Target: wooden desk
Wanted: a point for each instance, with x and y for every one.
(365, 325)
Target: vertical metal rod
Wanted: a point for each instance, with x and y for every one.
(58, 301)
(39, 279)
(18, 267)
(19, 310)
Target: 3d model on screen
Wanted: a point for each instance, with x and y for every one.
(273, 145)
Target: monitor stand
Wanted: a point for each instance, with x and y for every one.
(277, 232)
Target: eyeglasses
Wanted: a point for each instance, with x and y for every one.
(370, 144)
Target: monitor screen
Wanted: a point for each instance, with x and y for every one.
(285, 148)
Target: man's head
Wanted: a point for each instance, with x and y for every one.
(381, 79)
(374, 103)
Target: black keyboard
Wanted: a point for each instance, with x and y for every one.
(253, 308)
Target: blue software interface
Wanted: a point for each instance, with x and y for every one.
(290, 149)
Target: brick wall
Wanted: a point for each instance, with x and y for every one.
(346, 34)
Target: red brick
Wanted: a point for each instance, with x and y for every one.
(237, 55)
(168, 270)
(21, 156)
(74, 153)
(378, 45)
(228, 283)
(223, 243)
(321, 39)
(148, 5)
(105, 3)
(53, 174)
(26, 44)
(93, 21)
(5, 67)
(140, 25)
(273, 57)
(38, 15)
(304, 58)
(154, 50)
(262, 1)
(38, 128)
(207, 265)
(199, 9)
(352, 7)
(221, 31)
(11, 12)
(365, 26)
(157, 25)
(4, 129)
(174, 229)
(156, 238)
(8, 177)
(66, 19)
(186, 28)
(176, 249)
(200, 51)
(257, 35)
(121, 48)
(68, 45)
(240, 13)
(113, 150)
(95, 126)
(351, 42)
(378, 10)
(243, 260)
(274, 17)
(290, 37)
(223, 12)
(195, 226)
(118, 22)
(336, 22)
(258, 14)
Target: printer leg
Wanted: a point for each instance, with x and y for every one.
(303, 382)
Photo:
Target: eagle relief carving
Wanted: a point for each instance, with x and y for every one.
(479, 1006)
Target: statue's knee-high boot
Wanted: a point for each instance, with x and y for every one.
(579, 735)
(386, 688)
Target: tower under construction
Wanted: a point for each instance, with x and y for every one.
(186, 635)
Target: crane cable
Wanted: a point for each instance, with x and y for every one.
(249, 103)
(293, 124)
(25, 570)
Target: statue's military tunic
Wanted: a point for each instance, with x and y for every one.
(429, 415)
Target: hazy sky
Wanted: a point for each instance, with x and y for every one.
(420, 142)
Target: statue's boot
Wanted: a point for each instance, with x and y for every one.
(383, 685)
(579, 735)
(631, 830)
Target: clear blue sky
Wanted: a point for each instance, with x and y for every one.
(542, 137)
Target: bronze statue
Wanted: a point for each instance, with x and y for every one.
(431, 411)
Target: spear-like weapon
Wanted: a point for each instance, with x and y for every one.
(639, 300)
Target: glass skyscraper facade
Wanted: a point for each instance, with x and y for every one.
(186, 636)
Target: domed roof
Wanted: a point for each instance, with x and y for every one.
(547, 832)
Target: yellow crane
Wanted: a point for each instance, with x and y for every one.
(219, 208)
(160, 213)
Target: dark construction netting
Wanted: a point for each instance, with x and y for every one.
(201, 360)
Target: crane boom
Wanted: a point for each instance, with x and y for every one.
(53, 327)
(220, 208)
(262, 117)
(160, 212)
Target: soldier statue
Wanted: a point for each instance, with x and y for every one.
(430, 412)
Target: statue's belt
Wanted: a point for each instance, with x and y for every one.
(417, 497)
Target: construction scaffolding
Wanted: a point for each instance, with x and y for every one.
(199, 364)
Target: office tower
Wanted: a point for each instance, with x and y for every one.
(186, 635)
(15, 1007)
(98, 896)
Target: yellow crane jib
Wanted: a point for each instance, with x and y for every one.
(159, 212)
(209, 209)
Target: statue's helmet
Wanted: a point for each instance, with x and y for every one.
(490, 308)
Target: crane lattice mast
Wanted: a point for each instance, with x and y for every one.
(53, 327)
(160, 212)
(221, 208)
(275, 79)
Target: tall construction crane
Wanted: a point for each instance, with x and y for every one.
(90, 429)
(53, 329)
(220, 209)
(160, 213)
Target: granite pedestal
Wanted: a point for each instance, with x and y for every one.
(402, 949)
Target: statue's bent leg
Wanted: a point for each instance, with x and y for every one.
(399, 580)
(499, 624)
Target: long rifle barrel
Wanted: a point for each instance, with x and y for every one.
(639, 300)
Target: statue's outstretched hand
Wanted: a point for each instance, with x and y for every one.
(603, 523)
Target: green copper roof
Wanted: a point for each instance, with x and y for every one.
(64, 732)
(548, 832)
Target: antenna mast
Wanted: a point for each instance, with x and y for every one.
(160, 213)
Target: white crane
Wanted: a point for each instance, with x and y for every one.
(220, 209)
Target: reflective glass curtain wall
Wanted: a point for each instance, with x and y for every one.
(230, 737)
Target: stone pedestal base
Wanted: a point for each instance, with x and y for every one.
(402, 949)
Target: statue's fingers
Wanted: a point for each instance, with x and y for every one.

**What you should do:** Produce an exact copy of every entry above.

**Complete output:**
Target: wooden desk
Wanted: a point for each instance, with x and y for every one.
(365, 325)
Target: vertical metal rod
Wanted: a point for each instance, with x and y for every one.
(58, 301)
(39, 279)
(18, 267)
(19, 310)
Target: 3d model on screen
Wanted: a point for each instance, with x and y for every one.
(273, 145)
Target: monitor stand
Wanted: a point for each instance, with x and y for every one.
(277, 232)
Target: eyeglasses
Wanted: a point for each instance, with x and y for every one.
(370, 144)
Target: monitor screen
Wanted: a point for each instance, with x and y for every one.
(285, 148)
Target: man's head
Wanted: a point for each instance, with x and y for every one.
(381, 79)
(374, 103)
Target: black keyboard
Wanted: a point for each instance, with x and y for every one.
(253, 308)
Target: blue software interface
Wanted: a point for each instance, with x and y for every one.
(290, 149)
Target: brick wall
Wanted: a point for each instance, with x and y for every one.
(346, 34)
Target: red brick
Wanted: a point for each instance, with x and y for every one.
(237, 55)
(168, 270)
(21, 156)
(74, 153)
(378, 45)
(228, 283)
(223, 243)
(321, 39)
(148, 5)
(105, 3)
(53, 174)
(26, 44)
(93, 21)
(5, 67)
(140, 25)
(273, 57)
(38, 15)
(304, 58)
(154, 50)
(262, 1)
(38, 128)
(207, 265)
(199, 9)
(352, 7)
(221, 31)
(11, 12)
(365, 26)
(157, 25)
(4, 129)
(174, 229)
(156, 238)
(8, 177)
(66, 19)
(186, 28)
(176, 249)
(200, 51)
(257, 35)
(121, 48)
(68, 45)
(240, 13)
(113, 150)
(95, 126)
(351, 42)
(378, 10)
(243, 260)
(274, 17)
(290, 37)
(223, 12)
(195, 226)
(118, 22)
(336, 22)
(258, 14)
Target: printer leg
Wanted: a point for each instance, with x and y for every one.
(303, 382)
Photo:
Target: eagle relief carving
Wanted: a point for each instance, with x and y for every one.
(479, 1006)
Target: statue's knee-high boot
Wanted: a point for each instance, with x and y for every one.
(579, 735)
(386, 688)
Target: tower under construction
Wanted: a point for each instance, with x and y for every one.
(186, 635)
Target: crane cable
Wanted: a point for each instance, with x and y for every one.
(249, 103)
(293, 124)
(25, 570)
Target: statue's military tunic
Wanted: a point for each instance, with x and y for every one.
(429, 415)
Target: hazy sky
Wanted: a point for each instance, with x and y for every one.
(420, 142)
Target: statue's boot
Wanted: a point for each instance, with x and y for every one.
(383, 685)
(579, 735)
(631, 830)
Target: clear blue sky
Wanted: a point for each instance, with x and y for every one.
(542, 137)
Target: bronze statue
Wanted: a point for each instance, with x and y for every one.
(431, 411)
Target: spear-like weapon
Wanted: a point for each instance, with x and y for every one.
(639, 300)
Target: glass skyscraper facade
Wanted: a point for each instance, with x and y for every one.
(186, 636)
Target: domed roof
Wanted: a point for each instance, with x and y for every one.
(547, 832)
Target: yellow crane
Wanted: a point for each instance, with x and y for every one.
(219, 208)
(160, 213)
Target: dark construction netting
Wanted: a point for each instance, with x and y for every one.
(201, 360)
Target: crane boom
Wanted: a point for each instance, with x and y for every one.
(53, 327)
(220, 208)
(262, 117)
(160, 212)
Target: soldier statue
Wanted: a point for each instance, with x and y for every one.
(430, 412)
Target: statue's belt
Wanted: a point for each instance, with x and y for every one.
(417, 497)
Target: construction scaffolding
Wanted: a point for each instance, with x and y for every one.
(199, 364)
Target: office tower
Wanted: a point for each instance, with x and y for every one.
(186, 635)
(15, 1007)
(98, 896)
Target: yellow crane jib
Wanted: a point for each instance, with x and y for every one.
(159, 212)
(209, 209)
Target: statue's helmet
Wanted: a point for each instance, with x and y for every one.
(490, 308)
Target: crane lattice mast
Wanted: a point for each instance, with x and y for every one.
(53, 327)
(160, 212)
(221, 208)
(275, 79)
Target: tall construction crane
Wanted: a point for each instance, with x and y for every one.
(90, 429)
(53, 329)
(220, 209)
(160, 213)
Target: granite pedestal
Wanted: a point for each instance, with x and y for every one.
(402, 949)
Target: statue's bent leg
Wanted: a point for each instance, with x and y for every one.
(399, 580)
(499, 624)
Target: long rifle barrel
Wanted: a point for each instance, with x and y for every one.
(639, 300)
Target: statue's outstretched hand
Wanted: a point for each instance, with x and y for every one.
(603, 523)
Target: green copper roof
Wanted: a point for each instance, with x and y for every one.
(64, 732)
(548, 832)
Target: antenna mast
Wanted: a point for each instance, with x and y for every one.
(160, 213)
Target: white crane
Wanted: a point for each instance, with x and y for every one.
(220, 209)
Target: reflective glass curtain wall
Wanted: a point for each instance, with x and y for every one.
(230, 737)
Target: stone pedestal base
Wanted: a point for each instance, with x and y for every one.
(402, 949)
Target: statue's fingers
Wanted: a point for each instance, with x and y for every one.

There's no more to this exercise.